[START Task input]

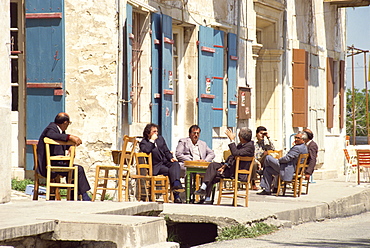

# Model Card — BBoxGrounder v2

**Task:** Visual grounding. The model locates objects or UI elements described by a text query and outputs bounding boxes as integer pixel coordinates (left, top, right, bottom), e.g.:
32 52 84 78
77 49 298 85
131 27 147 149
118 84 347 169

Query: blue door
227 33 238 127
212 30 224 127
160 15 174 149
151 13 162 125
26 0 64 170
198 26 216 148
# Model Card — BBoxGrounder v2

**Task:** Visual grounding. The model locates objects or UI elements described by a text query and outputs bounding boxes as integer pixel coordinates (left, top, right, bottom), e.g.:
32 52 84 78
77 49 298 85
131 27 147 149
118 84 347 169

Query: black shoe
194 189 206 196
257 190 271 195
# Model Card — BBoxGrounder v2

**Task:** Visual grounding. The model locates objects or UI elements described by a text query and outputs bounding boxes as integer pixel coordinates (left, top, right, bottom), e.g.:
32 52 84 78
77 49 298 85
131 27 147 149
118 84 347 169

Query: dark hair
256 126 267 134
303 129 313 140
239 127 252 142
189 125 202 134
54 113 69 124
143 123 159 139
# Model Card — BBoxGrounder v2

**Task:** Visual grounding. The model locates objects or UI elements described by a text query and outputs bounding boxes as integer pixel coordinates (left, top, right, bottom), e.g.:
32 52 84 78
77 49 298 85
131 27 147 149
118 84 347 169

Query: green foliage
12 179 34 191
346 88 370 136
216 222 278 241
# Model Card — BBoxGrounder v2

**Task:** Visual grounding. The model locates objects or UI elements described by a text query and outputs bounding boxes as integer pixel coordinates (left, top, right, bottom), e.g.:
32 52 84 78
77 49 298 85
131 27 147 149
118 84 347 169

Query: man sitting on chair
139 123 184 203
175 125 215 177
37 113 91 201
257 131 307 195
303 129 319 180
194 127 254 204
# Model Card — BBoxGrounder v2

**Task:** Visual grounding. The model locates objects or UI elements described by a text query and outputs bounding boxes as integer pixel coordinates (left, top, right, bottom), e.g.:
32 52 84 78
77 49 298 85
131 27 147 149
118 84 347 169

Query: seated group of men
37 113 318 203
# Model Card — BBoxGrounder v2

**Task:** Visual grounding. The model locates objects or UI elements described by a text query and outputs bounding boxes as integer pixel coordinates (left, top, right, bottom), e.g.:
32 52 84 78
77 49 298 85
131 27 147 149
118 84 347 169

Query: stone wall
0 1 11 203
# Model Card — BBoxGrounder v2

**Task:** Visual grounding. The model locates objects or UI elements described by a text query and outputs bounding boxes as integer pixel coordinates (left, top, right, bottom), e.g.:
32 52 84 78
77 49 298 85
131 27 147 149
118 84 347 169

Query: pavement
0 177 370 248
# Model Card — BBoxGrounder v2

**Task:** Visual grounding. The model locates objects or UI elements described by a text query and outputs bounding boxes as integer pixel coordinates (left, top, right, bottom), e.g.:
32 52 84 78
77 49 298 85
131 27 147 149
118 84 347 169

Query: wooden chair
132 152 169 203
276 153 309 197
267 150 283 159
31 143 61 201
44 137 78 201
356 149 370 185
91 135 137 202
343 149 357 182
217 156 254 207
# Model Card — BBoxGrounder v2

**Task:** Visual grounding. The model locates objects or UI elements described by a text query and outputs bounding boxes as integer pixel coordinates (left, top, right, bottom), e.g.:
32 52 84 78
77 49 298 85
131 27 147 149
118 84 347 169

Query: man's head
143 123 158 139
256 126 267 140
54 112 72 131
303 128 313 142
189 125 200 145
294 131 308 145
239 127 252 143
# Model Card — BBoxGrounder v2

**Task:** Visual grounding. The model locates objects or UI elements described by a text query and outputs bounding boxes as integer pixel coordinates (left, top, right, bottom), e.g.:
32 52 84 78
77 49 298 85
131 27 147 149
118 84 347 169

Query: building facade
4 0 370 200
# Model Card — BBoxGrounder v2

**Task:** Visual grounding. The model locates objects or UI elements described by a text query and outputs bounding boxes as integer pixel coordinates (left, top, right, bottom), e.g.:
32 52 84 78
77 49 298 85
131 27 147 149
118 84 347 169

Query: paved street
198 212 370 248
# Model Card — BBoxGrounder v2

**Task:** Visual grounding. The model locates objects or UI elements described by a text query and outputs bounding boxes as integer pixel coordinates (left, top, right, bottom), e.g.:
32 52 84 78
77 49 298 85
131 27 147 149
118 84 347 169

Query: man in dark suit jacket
139 123 184 203
257 131 307 195
37 113 91 201
194 127 254 204
303 129 319 180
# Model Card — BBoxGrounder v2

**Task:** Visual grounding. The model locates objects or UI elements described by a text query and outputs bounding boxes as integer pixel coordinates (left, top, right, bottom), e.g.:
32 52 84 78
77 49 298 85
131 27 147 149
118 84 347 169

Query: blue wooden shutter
212 30 224 127
152 13 162 125
198 26 216 148
125 4 133 125
161 15 174 149
25 0 64 170
227 33 238 127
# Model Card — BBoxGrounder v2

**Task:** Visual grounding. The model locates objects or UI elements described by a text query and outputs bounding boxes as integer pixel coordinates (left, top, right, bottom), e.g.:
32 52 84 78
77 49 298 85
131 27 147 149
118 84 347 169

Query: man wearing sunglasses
257 131 308 195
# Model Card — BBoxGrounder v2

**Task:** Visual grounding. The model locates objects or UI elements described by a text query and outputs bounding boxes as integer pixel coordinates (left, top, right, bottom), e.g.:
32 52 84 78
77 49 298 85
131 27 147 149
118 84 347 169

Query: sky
346 6 370 89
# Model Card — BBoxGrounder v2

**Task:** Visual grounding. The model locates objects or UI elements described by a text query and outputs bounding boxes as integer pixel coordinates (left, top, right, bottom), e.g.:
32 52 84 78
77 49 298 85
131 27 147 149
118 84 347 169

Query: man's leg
261 155 280 194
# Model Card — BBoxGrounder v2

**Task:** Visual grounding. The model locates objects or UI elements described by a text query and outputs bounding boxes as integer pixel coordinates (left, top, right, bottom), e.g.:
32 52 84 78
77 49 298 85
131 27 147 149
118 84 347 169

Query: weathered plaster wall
65 1 120 177
0 1 12 203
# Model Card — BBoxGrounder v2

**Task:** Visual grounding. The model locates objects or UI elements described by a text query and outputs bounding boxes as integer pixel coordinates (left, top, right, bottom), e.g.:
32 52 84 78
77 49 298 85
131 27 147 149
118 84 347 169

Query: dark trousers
153 162 181 185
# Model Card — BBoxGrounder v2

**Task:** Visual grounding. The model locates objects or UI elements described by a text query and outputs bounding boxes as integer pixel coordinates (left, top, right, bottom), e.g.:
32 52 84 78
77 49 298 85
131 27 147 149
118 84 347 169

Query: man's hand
69 135 82 146
225 129 235 141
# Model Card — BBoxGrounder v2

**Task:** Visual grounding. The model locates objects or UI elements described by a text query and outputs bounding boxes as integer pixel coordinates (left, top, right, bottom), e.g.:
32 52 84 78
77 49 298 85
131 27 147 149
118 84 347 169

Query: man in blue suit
257 131 308 195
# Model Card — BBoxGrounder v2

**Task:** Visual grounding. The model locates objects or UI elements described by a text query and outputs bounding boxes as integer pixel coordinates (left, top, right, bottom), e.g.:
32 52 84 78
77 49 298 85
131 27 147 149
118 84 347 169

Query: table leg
185 171 191 203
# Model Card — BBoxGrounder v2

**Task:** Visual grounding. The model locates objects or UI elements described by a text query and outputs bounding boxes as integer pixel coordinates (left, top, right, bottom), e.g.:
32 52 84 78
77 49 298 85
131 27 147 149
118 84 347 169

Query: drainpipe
236 0 241 132
115 0 125 150
281 1 288 148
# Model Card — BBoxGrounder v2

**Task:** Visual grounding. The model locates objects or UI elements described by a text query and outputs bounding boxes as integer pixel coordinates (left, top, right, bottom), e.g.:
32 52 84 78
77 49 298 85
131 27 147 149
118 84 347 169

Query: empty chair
356 149 370 185
217 156 254 207
343 149 357 182
132 152 169 203
43 137 78 201
91 135 137 202
276 153 309 197
31 143 61 201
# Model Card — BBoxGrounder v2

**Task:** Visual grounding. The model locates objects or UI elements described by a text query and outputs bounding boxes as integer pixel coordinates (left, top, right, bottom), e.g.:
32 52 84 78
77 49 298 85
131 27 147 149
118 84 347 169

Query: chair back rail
356 149 370 185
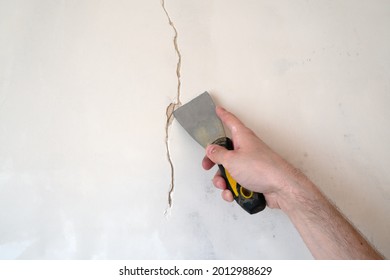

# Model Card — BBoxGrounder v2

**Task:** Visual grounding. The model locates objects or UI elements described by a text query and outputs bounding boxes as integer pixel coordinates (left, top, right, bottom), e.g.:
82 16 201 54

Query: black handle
213 137 267 214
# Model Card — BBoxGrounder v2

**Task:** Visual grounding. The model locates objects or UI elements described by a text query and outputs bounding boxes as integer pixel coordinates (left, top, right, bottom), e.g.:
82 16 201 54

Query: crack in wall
161 0 181 214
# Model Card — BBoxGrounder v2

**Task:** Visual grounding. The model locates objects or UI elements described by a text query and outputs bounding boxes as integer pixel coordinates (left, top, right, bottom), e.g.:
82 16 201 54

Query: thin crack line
161 0 181 213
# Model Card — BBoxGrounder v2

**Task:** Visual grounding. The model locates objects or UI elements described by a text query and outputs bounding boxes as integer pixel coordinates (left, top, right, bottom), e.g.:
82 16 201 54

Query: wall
0 0 390 259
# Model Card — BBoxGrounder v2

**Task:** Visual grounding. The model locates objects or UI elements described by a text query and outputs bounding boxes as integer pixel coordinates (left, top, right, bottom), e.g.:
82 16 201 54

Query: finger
202 156 215 170
206 145 231 164
221 189 234 202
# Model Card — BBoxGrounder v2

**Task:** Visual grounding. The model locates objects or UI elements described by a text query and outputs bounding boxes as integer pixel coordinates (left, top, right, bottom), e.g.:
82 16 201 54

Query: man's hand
202 107 292 208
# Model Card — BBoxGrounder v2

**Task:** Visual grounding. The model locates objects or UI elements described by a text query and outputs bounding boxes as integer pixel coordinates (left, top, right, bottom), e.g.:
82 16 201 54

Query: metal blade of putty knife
173 91 226 148
173 91 266 214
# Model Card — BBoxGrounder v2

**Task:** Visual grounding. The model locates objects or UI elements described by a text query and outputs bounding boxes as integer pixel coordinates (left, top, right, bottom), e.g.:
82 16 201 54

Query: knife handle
213 137 267 214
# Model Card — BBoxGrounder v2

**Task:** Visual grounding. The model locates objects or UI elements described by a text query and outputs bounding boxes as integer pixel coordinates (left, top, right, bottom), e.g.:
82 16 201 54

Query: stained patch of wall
0 0 390 259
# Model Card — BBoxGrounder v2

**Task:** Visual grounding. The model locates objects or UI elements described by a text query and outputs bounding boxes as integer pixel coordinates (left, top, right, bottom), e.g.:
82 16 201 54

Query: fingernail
207 145 216 154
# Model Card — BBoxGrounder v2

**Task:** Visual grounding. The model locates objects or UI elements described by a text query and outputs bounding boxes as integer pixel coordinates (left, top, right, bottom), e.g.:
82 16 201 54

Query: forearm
279 167 383 259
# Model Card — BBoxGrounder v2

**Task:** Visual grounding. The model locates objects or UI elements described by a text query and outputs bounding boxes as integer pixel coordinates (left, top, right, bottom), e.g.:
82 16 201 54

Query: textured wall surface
0 0 390 259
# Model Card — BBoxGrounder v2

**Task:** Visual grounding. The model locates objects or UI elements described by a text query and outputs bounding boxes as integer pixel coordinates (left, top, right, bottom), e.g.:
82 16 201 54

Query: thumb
206 144 229 164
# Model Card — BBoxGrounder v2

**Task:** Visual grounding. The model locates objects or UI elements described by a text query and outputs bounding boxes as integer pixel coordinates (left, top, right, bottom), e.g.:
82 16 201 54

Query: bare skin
202 107 383 259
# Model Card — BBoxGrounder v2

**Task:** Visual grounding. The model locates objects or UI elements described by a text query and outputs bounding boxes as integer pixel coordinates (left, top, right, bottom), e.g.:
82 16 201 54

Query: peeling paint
161 0 181 214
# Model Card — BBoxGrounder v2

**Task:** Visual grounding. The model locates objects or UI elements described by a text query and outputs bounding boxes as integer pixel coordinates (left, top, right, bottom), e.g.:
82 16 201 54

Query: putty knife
173 91 266 214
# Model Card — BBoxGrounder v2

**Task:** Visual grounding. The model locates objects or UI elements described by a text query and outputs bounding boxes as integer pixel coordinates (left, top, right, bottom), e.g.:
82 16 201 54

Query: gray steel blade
173 91 225 148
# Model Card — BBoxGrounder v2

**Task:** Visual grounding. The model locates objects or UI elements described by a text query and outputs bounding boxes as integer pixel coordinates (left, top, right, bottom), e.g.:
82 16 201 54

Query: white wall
0 0 390 259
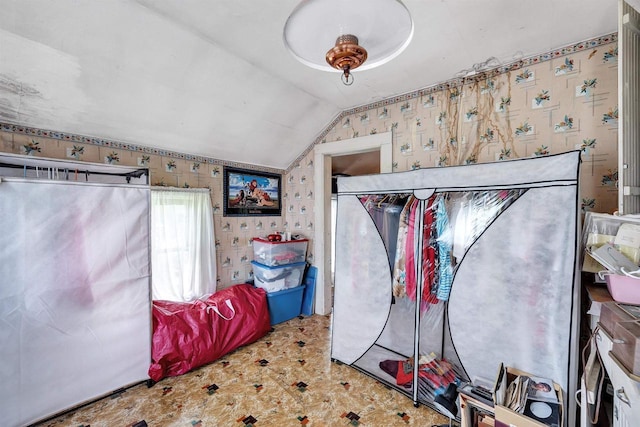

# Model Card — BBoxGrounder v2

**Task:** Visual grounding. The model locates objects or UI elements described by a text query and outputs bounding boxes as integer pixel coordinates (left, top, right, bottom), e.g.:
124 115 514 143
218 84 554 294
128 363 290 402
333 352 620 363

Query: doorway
313 132 392 314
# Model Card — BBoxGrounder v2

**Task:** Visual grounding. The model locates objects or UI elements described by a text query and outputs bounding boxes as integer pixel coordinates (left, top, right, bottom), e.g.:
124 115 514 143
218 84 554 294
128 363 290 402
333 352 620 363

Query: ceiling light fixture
283 0 413 86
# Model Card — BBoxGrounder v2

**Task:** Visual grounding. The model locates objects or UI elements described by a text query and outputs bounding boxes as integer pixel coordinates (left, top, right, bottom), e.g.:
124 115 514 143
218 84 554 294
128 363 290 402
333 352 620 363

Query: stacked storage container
251 238 308 325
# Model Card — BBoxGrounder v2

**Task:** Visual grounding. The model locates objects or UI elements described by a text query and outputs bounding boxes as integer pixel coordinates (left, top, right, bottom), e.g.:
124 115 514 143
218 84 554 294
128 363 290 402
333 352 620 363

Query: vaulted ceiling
0 0 620 169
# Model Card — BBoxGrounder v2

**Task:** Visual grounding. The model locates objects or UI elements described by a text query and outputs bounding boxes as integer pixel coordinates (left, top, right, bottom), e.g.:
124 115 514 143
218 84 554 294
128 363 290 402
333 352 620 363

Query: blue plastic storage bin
301 267 318 316
251 261 307 292
267 285 305 326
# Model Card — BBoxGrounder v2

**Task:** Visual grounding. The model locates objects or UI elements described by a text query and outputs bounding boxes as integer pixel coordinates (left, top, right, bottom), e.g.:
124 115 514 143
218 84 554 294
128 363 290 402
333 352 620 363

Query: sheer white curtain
151 187 216 301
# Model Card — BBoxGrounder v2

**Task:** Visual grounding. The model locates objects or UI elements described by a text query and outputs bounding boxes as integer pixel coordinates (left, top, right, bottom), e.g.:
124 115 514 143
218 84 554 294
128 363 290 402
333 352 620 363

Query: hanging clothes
420 195 438 311
405 198 420 301
393 195 416 298
436 197 453 301
382 203 403 267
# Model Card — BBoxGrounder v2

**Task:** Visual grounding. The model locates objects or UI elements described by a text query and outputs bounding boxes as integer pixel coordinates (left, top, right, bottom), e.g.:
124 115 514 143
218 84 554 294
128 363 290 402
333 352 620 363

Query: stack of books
504 375 561 427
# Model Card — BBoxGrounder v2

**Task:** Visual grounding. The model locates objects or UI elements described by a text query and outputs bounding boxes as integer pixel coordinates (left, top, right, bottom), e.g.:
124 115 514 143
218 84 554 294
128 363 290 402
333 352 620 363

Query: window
151 188 216 301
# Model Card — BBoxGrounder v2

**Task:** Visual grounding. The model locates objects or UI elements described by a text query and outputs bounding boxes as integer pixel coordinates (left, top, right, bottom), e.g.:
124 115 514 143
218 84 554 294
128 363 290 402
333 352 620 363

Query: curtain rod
151 185 211 193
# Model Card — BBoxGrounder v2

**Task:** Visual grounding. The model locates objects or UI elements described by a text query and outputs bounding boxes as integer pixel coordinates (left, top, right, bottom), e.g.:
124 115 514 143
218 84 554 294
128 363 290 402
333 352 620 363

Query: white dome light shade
283 0 413 71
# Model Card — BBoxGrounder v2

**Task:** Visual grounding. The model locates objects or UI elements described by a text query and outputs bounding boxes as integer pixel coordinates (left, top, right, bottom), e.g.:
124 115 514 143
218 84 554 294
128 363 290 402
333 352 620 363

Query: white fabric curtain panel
151 187 216 302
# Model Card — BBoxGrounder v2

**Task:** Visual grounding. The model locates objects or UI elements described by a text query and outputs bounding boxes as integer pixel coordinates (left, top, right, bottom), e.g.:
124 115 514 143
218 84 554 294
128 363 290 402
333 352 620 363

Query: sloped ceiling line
0 122 284 174
286 33 618 173
0 33 618 173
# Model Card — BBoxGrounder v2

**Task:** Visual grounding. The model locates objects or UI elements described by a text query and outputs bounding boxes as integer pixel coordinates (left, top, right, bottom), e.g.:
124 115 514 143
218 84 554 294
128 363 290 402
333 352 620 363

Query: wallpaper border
286 33 618 173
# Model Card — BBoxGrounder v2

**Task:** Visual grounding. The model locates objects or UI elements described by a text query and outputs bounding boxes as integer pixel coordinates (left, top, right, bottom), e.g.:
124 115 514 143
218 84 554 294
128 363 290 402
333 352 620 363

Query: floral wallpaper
0 34 618 289
0 123 288 289
288 34 618 217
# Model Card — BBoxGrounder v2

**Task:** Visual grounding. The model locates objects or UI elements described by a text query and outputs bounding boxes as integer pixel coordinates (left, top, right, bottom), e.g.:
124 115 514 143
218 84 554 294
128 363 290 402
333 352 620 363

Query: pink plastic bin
605 274 640 304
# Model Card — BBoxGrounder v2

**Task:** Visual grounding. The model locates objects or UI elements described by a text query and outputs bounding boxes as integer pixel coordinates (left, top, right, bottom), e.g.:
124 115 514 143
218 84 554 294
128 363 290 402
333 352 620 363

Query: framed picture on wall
223 166 282 216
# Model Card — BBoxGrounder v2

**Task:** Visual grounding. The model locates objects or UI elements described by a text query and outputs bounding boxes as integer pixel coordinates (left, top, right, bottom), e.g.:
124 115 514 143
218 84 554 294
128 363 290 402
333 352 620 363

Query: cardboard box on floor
493 364 564 427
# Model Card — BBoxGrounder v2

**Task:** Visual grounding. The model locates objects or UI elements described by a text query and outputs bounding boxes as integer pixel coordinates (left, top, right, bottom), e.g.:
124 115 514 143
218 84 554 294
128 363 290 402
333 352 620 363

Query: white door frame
313 132 393 314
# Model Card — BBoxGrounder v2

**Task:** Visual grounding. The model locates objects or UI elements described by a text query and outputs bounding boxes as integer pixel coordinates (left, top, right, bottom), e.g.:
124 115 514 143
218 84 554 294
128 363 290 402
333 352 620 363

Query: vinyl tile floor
39 315 448 427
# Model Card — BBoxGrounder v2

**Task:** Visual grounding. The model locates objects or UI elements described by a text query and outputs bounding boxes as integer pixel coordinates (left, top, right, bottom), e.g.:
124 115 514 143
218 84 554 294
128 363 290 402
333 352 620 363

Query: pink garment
405 199 420 301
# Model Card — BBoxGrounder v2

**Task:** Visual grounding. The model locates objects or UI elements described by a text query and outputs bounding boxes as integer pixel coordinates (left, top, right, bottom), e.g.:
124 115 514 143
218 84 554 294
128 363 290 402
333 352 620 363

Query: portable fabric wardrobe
0 154 151 426
331 151 580 425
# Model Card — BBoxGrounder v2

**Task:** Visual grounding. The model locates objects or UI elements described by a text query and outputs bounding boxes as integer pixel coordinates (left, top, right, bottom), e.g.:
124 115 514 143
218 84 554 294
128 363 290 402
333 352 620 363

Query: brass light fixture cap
326 34 367 72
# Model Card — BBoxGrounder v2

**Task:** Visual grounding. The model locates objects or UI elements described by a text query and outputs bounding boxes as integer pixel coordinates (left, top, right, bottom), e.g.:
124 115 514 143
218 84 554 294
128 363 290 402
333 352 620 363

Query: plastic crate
267 285 305 326
251 261 307 292
253 238 309 267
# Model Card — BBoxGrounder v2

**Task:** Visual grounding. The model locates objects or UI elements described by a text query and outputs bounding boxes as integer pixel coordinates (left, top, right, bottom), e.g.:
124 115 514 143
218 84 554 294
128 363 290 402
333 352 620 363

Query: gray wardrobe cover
331 151 580 416
0 171 151 426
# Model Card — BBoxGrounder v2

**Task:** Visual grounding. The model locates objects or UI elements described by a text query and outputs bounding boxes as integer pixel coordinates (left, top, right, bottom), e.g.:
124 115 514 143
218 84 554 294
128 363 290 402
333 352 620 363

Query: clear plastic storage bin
251 261 307 292
253 238 308 267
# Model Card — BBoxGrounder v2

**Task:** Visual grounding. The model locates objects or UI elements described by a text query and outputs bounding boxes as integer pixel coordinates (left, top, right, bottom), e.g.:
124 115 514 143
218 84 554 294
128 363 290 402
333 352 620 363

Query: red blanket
149 284 271 381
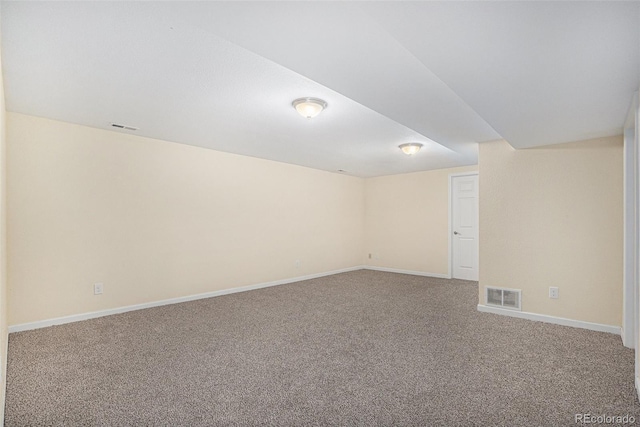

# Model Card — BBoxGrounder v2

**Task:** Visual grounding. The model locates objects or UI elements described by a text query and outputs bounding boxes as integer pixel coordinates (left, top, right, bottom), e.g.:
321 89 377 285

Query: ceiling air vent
484 287 522 310
111 123 138 130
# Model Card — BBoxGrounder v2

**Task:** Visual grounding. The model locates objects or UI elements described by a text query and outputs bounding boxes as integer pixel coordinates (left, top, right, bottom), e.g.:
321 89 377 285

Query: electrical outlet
93 283 104 295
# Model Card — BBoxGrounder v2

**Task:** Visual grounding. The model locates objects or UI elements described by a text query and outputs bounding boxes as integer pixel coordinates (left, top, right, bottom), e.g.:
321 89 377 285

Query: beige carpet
5 270 640 426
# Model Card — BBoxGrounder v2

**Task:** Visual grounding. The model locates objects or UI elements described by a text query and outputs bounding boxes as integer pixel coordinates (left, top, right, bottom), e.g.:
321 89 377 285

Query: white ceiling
2 1 640 177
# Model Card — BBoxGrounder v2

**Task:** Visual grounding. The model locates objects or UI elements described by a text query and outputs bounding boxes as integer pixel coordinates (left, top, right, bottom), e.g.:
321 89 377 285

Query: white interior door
451 174 478 280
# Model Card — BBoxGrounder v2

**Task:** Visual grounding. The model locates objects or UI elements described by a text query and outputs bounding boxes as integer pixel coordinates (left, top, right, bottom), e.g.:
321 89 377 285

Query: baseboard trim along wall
9 265 365 333
363 265 451 279
478 304 620 335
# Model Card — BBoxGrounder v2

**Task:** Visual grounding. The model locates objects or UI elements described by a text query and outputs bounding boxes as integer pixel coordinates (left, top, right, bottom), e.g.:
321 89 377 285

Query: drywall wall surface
479 136 623 326
0 20 9 425
7 113 364 325
365 166 478 276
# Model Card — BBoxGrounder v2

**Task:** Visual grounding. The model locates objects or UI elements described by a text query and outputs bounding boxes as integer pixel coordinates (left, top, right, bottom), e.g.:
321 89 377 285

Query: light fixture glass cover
398 142 422 156
291 98 327 119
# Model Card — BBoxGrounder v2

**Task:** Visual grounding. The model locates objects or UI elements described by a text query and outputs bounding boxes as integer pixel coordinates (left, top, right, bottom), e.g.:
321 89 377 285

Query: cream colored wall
7 113 364 325
364 166 478 275
479 137 623 326
0 25 9 425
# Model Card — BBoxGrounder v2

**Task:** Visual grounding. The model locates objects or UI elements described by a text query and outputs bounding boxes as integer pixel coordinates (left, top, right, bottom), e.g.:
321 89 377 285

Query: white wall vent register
484 287 522 310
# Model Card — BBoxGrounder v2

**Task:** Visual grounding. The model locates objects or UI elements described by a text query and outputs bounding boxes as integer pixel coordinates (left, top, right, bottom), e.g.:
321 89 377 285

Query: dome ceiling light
291 98 327 119
398 142 422 156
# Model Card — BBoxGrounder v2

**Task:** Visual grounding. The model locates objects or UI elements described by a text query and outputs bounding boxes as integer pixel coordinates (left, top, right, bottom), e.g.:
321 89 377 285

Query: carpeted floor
5 270 640 426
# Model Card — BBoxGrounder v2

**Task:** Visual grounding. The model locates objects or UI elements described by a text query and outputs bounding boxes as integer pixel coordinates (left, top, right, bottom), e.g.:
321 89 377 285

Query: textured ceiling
2 1 640 177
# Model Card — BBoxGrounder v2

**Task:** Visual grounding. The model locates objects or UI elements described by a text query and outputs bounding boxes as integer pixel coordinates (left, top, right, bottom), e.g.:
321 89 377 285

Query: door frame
447 171 480 279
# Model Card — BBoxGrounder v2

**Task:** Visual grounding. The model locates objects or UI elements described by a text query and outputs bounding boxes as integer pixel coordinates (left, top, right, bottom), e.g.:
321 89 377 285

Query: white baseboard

[END Task input]

## Objective
State how many lines in the listing above contain the string "baseboard", counting only matches with the same case, and reply with the number alone.

## Answer to this exercise
2